[Extracted records]
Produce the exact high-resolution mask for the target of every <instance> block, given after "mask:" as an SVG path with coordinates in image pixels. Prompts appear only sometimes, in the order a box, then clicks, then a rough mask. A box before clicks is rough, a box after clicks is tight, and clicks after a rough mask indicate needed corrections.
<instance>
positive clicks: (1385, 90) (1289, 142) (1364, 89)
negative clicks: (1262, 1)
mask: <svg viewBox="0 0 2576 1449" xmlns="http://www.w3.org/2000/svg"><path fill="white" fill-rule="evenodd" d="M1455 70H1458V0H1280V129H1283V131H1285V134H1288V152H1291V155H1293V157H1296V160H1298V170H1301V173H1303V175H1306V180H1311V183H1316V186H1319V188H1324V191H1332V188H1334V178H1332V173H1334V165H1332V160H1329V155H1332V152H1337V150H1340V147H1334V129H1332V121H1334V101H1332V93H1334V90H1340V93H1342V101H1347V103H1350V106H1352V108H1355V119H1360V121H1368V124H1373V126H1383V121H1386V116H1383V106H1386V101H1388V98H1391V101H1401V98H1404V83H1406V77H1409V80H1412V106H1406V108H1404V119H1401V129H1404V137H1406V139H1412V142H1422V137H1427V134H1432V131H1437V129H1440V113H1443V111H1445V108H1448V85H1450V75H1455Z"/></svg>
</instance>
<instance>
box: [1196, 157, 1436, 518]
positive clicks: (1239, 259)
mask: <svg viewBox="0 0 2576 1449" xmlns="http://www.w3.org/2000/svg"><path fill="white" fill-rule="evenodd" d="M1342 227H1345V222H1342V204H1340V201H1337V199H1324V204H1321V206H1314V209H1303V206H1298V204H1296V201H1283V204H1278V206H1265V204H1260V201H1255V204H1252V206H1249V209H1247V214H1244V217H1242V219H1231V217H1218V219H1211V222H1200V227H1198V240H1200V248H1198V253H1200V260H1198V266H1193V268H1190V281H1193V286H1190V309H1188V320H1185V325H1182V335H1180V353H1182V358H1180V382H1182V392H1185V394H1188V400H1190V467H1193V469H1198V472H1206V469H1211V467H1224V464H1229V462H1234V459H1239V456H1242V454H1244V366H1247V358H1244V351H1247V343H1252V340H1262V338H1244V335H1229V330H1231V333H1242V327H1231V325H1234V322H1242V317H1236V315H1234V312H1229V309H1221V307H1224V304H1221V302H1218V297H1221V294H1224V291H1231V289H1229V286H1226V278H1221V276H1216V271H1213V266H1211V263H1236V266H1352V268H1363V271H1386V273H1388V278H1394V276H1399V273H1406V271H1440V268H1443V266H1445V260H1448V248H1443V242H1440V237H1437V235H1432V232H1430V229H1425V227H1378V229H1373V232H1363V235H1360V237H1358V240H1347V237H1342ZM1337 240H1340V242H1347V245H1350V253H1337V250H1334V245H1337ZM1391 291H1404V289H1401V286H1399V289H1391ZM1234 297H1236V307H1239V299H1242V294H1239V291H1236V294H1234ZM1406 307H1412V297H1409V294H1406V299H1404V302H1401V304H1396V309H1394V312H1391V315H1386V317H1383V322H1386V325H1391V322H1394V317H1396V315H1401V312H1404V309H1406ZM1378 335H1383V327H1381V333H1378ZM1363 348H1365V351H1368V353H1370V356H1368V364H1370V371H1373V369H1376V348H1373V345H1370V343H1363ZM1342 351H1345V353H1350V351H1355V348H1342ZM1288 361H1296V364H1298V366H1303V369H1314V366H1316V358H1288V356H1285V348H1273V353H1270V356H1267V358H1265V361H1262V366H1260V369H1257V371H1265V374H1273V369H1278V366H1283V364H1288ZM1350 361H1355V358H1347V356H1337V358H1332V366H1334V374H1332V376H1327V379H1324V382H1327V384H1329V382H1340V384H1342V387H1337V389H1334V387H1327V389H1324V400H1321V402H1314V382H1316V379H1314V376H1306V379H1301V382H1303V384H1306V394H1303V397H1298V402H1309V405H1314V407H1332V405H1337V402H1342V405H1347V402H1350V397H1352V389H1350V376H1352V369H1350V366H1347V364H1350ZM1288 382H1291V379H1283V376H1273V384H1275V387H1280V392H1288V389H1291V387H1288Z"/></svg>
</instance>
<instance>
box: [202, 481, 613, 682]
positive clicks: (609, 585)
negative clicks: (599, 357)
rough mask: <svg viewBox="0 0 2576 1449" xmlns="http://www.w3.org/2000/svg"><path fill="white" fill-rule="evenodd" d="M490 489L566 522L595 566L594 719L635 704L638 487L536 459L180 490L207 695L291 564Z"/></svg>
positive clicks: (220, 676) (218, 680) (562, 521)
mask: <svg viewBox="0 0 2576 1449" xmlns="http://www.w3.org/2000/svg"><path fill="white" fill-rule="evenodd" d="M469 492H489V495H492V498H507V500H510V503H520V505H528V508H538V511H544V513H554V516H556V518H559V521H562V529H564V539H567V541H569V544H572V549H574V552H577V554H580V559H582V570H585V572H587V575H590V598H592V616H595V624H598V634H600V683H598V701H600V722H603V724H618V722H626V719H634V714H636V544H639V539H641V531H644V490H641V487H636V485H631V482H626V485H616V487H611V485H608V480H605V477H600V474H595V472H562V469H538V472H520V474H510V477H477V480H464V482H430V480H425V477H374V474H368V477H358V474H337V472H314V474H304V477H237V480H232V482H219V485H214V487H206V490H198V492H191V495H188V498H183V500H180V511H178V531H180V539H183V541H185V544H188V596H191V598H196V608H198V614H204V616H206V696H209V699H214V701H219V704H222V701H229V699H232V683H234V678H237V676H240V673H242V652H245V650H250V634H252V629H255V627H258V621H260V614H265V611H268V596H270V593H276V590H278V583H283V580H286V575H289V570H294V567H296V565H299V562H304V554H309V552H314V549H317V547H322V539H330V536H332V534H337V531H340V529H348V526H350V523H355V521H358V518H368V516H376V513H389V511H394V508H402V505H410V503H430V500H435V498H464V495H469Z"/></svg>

▸ Try it
Which lines of the entries above contain the string "rough"? Copy each one.

▸ Answer to this exercise
Produce the exact high-resolution mask for the target of every <instance> block, given after "mask:" as an SVG path with coordinates in image pixels. Prompts appear only sometimes, in the order a box, then clicks, then a rough mask. A box before clicks is rough, a box after clicks is tight, and clicks after a rough mask indicate needed corrections.
rough mask: <svg viewBox="0 0 2576 1449" xmlns="http://www.w3.org/2000/svg"><path fill="white" fill-rule="evenodd" d="M490 489L566 522L595 566L594 719L635 704L638 487L536 459L180 490L207 695L291 564Z"/></svg>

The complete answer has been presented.